== Text under study ==
++++++++

Now look at the artist’s representation of Pneumococcus and we can see both ball shaped parts to represent the spherical shape of the bacteria, and long stringy parts to represent the long strands the bacteria forms.
The body itself is represented as a massive city or factory, depending on the part of the body that is being depicted. I like this sort of setting as it allows for interesting analogies to help explain certain topics and move the story along.
One such example occurs when explaining a sneeze and its role in removing allergens and bacteria from the body. The sneeze is depicted as a large rocket being fired out of the body. Another example is the T-cell dropping out of ceiling grates and other random places to explain how T-cells can transmigrate or enter and leave the blood vessels.
As you can expect from a manga about the inner workings of human body there is a large cast of characters, and yet not so large at the same time. There are tons of red blood cells that all share a similar look, but only the lead character stands out. The same goes for each of the other cell types; they are all drawn in a similar manner, but the lead character for each type is given some distinguishing characteristics. Their personalities tend to match their role in the body, like the killer T-cells being obsessed about fighting and killing cells, as killer T-cells focus on killing other cells. My personal favorite is the macrophage for having both sides of Black Lagoon’s Roberta Lovelace’s psyche. There are all sorts of these little shout-outs to other manga and anime scattered throughout Cells at Work.
The first cell that we are introduced to is the red blood cell, and she is best described as a stereotypical genki girl, who is inexperienced but just wants to do her job well. It’s hard to not get wrapped up in her adventures across the human body, as everything that happens, happens when she is around. The next character we are introduced to is the stoic white blood cell, who is much nicer than he appears. He makes for a nice straight man in some of the situations. If I had one complaint its that we don’t see enough of the red blood cell in the most recent volume (volume 5).

++++++++

== Using the information ==
**a.** Copy the passage of the Cells at Work review between "Now look at" and "the bacteria forms.", inclusive.
**b.** In the Cells at Work review, why does the reviewer like showing the body as a massive city or factory?
You can ignore the records that come after the Cells at Work review.

++++++++

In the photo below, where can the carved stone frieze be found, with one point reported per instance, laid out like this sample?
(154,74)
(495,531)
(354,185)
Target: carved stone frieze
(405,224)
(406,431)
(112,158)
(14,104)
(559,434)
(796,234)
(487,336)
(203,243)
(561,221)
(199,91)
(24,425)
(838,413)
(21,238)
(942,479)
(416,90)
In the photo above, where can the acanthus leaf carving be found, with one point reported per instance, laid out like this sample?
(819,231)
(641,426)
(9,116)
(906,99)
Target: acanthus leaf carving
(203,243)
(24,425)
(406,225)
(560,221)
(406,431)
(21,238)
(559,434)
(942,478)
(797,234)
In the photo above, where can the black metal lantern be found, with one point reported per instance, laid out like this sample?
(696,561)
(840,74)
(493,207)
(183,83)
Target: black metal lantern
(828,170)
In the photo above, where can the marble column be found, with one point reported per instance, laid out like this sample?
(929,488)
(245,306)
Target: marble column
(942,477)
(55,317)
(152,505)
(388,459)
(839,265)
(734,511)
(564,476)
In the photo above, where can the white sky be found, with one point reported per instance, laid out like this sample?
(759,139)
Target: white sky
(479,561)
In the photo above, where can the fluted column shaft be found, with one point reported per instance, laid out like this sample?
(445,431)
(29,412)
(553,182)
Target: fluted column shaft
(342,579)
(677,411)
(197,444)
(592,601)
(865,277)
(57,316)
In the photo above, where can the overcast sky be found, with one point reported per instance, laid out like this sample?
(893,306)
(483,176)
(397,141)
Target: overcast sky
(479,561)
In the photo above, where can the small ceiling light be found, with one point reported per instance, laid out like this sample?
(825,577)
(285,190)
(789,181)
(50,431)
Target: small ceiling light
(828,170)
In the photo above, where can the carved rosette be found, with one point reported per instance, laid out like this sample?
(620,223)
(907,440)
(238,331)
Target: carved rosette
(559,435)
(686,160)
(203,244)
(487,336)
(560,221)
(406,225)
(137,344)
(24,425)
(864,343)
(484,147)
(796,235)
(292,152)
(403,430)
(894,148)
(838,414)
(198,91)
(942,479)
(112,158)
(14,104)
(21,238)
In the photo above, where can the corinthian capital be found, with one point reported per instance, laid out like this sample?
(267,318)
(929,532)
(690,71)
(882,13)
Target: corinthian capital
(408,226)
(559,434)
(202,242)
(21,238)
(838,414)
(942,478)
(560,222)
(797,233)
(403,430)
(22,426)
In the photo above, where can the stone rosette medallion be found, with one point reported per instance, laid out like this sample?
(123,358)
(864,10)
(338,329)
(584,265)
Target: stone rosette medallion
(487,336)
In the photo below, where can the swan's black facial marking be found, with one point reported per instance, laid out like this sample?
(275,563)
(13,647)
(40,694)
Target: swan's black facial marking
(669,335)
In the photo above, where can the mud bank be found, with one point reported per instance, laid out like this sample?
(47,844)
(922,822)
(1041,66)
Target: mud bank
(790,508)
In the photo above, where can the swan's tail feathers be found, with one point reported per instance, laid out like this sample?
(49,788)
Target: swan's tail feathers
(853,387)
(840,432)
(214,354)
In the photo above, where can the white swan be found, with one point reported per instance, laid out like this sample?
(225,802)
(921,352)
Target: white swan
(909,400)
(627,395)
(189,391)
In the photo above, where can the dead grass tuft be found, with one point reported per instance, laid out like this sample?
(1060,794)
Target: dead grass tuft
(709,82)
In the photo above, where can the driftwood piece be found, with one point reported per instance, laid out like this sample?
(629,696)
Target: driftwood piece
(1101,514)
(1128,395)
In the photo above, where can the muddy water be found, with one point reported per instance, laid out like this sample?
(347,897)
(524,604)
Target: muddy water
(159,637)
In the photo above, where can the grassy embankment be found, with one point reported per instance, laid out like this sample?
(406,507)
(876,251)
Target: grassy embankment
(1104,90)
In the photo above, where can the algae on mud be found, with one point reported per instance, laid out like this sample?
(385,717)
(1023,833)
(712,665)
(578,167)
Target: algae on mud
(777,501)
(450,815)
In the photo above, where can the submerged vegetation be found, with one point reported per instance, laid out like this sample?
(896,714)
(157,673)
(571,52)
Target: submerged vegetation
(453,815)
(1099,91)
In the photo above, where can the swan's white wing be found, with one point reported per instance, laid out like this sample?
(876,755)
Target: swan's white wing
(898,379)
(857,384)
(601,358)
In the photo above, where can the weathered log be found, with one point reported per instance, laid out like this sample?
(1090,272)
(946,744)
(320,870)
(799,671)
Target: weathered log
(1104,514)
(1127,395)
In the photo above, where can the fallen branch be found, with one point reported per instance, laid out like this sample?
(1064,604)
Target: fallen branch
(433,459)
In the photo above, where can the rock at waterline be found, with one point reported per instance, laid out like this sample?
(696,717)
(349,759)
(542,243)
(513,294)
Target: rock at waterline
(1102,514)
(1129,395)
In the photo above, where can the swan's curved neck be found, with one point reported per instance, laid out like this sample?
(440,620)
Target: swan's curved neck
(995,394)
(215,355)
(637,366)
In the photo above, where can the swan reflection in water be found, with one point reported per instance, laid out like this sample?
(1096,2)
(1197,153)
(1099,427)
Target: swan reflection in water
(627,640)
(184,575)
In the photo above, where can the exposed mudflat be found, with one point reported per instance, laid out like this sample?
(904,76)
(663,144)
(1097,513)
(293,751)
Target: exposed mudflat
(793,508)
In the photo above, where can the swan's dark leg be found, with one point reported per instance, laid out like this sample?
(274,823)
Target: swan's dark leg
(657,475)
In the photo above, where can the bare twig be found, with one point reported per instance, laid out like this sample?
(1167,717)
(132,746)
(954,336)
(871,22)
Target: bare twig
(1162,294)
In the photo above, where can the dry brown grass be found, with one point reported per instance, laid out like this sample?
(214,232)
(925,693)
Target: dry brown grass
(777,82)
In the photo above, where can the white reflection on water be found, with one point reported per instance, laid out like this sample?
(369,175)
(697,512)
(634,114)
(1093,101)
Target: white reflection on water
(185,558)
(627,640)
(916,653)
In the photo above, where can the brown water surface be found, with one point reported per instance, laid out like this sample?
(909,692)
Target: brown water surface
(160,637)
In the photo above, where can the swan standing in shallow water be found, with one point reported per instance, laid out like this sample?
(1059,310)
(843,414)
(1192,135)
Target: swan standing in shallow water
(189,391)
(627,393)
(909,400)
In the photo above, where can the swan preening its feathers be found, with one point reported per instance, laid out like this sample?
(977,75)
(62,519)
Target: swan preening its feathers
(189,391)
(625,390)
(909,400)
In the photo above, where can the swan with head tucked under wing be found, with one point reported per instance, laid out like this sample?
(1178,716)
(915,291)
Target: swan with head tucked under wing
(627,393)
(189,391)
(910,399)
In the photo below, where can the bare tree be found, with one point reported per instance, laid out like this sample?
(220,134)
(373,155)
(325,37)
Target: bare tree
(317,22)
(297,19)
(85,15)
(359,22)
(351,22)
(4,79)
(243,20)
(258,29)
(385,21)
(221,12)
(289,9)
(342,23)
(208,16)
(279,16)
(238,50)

++++++++

== Answer list ==
**a.**
Now look at the artist’s representation of Pneumococcus and we can see both ball shaped parts to represent the spherical shape of the bacteria, and long stringy parts to represent the long strands the bacteria forms.

**b.** That kind of setting allows for interesting analogies that help explain certain topics and move the story along.